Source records
--------

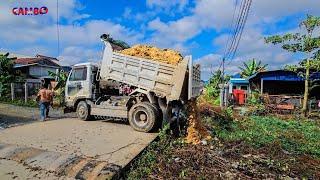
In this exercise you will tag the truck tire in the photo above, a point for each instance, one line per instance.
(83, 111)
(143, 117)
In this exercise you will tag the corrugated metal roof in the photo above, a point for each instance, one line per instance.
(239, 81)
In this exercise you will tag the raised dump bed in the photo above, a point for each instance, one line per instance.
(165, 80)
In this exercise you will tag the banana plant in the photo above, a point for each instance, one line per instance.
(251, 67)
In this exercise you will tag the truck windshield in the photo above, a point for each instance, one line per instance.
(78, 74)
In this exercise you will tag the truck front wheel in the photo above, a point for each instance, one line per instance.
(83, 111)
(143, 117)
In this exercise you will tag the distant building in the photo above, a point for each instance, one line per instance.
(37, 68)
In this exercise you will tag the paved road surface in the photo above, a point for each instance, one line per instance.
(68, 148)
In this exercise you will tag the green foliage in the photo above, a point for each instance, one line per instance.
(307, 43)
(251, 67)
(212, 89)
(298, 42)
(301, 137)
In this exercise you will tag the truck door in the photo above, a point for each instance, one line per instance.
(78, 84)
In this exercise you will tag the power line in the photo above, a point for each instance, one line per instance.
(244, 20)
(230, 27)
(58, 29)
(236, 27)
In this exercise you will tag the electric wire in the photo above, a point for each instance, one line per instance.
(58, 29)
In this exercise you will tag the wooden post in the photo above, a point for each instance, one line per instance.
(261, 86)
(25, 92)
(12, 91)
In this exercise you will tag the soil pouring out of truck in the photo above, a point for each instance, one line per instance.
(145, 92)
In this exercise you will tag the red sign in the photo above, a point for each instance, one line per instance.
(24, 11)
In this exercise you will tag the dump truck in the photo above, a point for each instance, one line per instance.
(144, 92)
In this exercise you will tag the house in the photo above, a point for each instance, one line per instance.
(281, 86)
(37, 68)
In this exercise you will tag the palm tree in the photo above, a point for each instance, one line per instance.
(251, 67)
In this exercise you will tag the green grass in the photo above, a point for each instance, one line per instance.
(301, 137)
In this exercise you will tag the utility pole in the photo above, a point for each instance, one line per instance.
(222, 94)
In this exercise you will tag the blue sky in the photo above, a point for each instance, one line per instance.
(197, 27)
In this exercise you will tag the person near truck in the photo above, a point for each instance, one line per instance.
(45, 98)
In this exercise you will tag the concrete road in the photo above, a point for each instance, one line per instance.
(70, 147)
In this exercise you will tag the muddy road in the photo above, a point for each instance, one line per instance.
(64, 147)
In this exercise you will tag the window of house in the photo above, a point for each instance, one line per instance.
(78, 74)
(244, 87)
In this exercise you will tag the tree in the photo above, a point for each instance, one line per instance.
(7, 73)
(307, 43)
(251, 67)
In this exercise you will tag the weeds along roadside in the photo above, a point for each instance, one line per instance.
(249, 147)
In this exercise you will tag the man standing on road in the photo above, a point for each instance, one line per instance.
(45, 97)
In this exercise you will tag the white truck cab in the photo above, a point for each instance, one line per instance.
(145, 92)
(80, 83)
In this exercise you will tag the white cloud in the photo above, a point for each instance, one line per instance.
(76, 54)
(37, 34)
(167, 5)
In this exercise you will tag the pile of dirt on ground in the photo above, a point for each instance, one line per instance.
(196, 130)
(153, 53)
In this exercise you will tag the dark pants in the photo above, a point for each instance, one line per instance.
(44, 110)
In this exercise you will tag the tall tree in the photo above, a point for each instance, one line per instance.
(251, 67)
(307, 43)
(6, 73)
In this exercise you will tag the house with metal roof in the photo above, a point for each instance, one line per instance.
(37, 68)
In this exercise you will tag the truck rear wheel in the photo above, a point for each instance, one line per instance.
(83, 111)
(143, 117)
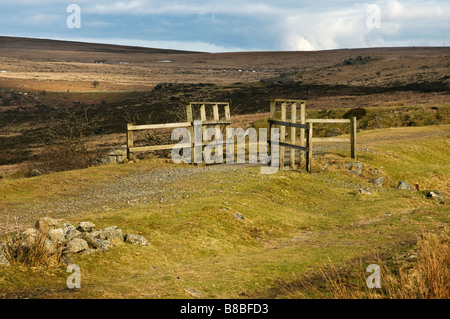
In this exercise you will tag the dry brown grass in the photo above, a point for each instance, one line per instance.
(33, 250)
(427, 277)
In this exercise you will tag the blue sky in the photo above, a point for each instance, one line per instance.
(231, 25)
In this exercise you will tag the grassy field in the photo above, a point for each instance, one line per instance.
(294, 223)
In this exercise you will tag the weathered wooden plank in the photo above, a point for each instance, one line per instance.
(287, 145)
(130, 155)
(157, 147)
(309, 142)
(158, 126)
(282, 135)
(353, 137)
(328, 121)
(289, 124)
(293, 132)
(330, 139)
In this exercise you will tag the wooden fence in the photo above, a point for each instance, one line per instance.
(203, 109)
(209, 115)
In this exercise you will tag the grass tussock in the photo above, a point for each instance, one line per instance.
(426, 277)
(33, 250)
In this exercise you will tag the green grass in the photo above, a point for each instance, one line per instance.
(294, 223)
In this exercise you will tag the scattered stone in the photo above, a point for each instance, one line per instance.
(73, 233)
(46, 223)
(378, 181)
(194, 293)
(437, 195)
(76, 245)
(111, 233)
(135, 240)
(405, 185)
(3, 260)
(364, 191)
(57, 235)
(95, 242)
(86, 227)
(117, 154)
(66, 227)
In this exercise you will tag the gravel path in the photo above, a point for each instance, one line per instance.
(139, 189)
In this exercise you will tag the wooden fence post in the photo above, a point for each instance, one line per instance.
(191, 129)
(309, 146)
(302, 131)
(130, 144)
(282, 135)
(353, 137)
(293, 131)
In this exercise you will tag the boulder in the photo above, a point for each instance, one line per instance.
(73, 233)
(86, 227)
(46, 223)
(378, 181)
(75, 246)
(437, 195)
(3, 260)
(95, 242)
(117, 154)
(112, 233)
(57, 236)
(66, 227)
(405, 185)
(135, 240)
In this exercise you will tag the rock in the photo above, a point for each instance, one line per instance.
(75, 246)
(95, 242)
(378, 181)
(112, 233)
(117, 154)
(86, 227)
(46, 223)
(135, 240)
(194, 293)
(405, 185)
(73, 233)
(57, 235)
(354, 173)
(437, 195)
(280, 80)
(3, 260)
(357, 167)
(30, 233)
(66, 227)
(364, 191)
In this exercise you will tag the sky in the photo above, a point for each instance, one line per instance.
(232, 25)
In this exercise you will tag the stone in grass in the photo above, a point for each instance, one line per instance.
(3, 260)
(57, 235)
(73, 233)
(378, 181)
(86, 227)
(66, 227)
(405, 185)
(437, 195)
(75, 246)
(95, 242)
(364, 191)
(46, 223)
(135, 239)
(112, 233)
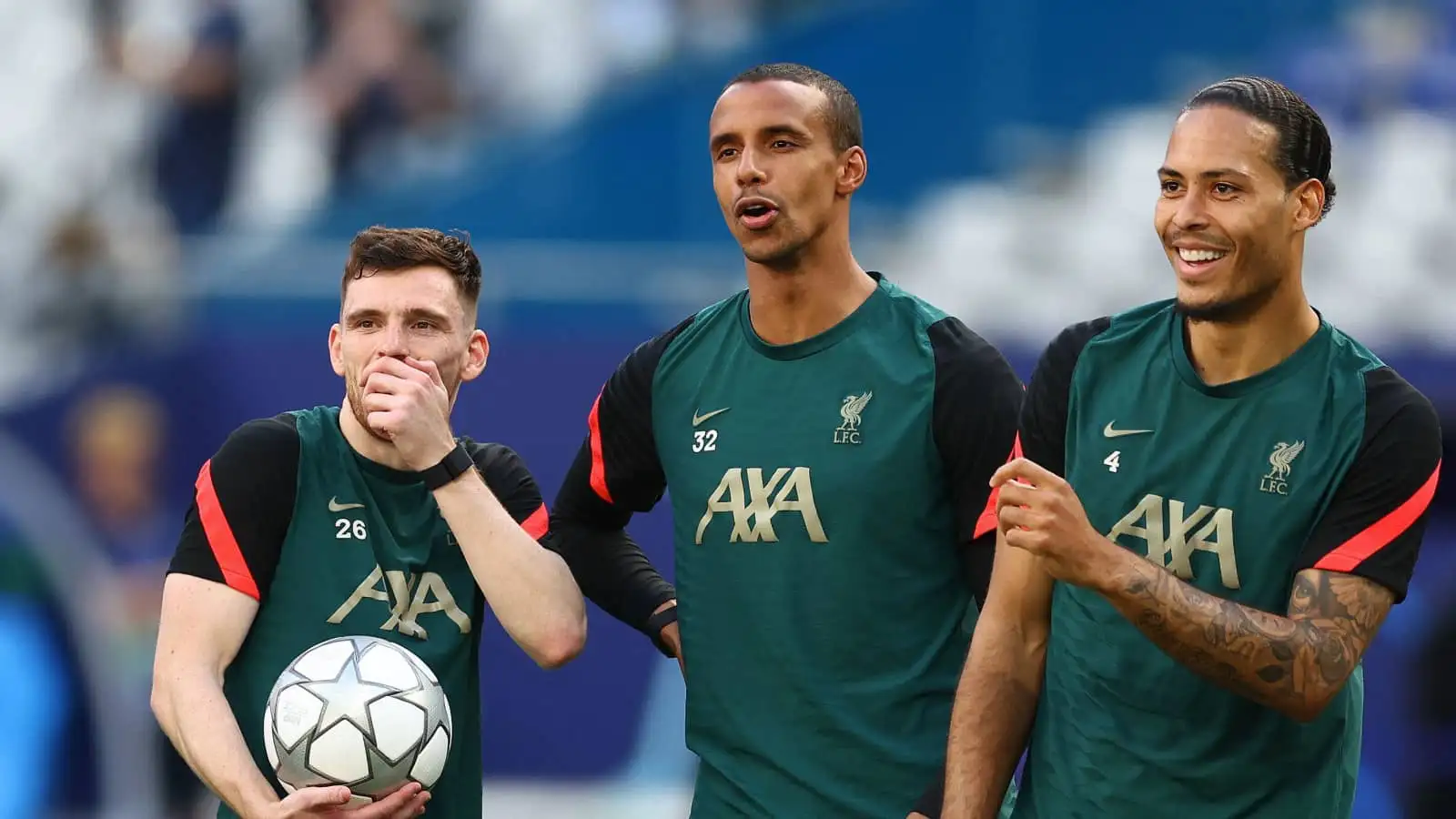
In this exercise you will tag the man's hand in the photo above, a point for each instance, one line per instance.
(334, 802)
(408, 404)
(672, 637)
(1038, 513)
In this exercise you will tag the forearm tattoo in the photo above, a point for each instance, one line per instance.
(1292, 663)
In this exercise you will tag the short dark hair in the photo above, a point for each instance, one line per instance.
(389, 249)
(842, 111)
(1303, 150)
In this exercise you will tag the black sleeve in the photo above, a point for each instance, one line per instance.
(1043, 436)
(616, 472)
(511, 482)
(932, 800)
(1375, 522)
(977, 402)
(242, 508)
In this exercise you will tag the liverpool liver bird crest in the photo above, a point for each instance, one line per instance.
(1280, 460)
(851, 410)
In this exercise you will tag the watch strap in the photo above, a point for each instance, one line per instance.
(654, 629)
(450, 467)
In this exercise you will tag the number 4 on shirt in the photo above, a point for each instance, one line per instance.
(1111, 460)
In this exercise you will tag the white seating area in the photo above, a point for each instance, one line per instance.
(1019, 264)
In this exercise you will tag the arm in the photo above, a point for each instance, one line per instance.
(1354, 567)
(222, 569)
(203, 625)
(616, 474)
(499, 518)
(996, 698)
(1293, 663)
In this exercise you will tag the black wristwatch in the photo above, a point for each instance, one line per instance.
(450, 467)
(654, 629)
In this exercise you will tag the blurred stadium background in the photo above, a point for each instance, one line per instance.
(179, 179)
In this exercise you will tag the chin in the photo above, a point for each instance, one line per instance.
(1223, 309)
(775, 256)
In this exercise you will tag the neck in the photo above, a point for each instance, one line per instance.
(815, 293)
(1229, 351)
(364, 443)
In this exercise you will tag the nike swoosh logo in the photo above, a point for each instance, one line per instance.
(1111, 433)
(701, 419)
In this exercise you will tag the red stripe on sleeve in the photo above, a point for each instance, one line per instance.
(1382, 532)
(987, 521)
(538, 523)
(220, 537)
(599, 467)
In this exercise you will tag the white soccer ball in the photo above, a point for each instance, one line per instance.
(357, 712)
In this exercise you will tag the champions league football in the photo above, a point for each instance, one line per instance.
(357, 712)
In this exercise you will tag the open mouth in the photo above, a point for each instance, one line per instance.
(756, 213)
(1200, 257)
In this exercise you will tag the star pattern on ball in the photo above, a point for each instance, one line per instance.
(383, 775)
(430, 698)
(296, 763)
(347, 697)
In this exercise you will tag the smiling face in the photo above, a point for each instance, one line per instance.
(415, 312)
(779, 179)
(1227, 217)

--------

# REQUIRED WORK
Looking at the records above, please output exactly the lines that run from the one holding "In this exercise you will tag the star" to the final line, and only those.

# YOUR RESPONSE
In this exercise you will tag the star pattern on ball in the photo above, a point for each instance, one line per instance.
(383, 775)
(430, 698)
(296, 763)
(347, 697)
In this exercise you will tag the smiling face in the photo above, a point for each instance, one line per instance.
(415, 312)
(779, 179)
(1227, 217)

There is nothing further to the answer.